DOCUMENT TEXT ->

Objective: To compare the liver iron concentration (LIC) of Italian patients with chronic hepatitis B and C with those of controls, to evaluate increased LIC frequency in patients and to investigate the influence of the haemochromatosis gene in the development of liver iron overload.
Design and setting: Prospective controlled trial in two northern Italian hospitals.
Patients: Ninety-eight patients (61 men and 37 women), 85 with chronic hepatitis C and 13 with chronic hepatitis B, and 38 control individuals (20 men and 18 women).
Methods: Atomic absorption spectrophotometry was used to determine LIC; standard lymphocytotoxicity test was used for HLA typing in patients with increased LIC; and family studies were performed for patients with major iron overload.
Results: Mean LIC was significantly higher in both patient groups than in the controls. Thirty-five patients (36%) had an increased LIC. Twenty-six of these patients had a minor iron overload, whereas nine (9.2%) had a major overload. HLA-A3 antigen was present in five out of the 26 and in four out of the nine patients, respectively. Family studies revealed two siblings HLA-identical to their own proband without evidence of iron overload and chronic hepatitis.
Conclusion: Increased LIC is frequent in Italian patients with chronic hepatitis. The mechanism by which the hepatitis virus promotes liver iron accumulation is not known, but it can favour the development of major iron overload in some cases. HLA-A3 antigen prevalence and family studies suggest that in these cases a single haemochromatosis gene probably coexists with the viral infection. LIC should be determined as part of the screening evaluation in patients with suspected chronic hepatitis B or C.

INFORMATION SUPPLIED ->
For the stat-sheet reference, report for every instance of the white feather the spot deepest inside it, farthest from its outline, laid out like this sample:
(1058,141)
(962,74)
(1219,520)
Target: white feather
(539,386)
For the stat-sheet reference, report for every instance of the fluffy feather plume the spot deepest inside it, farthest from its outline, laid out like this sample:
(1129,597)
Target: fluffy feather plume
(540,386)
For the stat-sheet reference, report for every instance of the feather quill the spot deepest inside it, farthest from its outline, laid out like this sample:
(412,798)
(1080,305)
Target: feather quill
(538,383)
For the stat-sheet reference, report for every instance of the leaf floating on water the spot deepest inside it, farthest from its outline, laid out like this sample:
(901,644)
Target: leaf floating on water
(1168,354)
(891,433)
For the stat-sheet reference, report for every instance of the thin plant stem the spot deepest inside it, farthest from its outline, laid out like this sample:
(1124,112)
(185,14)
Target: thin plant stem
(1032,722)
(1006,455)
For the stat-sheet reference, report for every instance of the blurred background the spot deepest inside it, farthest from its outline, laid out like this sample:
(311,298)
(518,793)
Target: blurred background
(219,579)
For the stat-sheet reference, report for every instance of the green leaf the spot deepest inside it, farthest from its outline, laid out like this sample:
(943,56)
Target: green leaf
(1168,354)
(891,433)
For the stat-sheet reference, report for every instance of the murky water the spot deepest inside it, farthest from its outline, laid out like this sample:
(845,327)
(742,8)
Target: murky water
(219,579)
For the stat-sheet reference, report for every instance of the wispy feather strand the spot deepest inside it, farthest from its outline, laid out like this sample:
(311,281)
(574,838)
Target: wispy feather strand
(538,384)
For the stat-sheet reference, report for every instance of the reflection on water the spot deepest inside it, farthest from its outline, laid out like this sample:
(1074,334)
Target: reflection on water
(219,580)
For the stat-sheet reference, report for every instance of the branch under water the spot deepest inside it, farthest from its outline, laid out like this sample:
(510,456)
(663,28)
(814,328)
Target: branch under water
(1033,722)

WHAT YOU WILL DO -> In the study abstract, substitute "HFE gene" for "haemochromatosis gene" and give the passage again, starting at "Objective: To compare" and ending at "liver iron overload.".

FINISHED TASK ->
Objective: To compare the liver iron concentration (LIC) of Italian patients with chronic hepatitis B and C with those of controls, to evaluate increased LIC frequency in patients and to investigate the influence of the HFE gene in the development of liver iron overload.